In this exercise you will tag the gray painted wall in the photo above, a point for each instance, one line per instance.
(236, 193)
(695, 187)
::::::
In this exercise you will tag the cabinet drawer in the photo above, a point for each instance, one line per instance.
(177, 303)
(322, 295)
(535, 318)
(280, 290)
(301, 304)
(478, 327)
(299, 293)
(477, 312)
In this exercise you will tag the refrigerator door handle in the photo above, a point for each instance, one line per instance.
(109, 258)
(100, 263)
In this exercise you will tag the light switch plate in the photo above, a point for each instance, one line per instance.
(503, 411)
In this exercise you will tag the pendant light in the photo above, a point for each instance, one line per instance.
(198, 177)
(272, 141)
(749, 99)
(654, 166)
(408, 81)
::::::
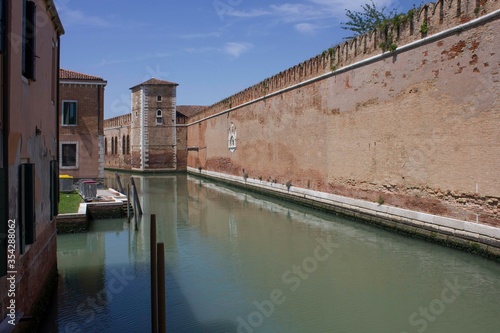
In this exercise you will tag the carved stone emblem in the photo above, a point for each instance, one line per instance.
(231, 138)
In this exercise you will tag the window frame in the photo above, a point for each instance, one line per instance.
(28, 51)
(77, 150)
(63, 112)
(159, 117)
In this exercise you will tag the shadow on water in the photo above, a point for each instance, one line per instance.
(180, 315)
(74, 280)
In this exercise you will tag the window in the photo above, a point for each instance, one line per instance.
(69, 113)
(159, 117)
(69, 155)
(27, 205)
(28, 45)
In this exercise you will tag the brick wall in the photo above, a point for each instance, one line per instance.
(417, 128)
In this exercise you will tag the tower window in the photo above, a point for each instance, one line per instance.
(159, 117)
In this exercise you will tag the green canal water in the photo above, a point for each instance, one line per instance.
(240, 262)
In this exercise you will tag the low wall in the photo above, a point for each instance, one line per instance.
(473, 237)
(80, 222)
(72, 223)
::::::
What you have to do: Find and copy every line of the records that contains the word "window". Case counts.

Full solution:
In this exercise you will tag the window frame in the photo above, a point for each instance, one line per instance.
In this exercise you will tag the window in the photo above, a point for each instance, one line per instance.
In this exercise you will tag the tower window in the photo above, a point for each instance, one line per instance.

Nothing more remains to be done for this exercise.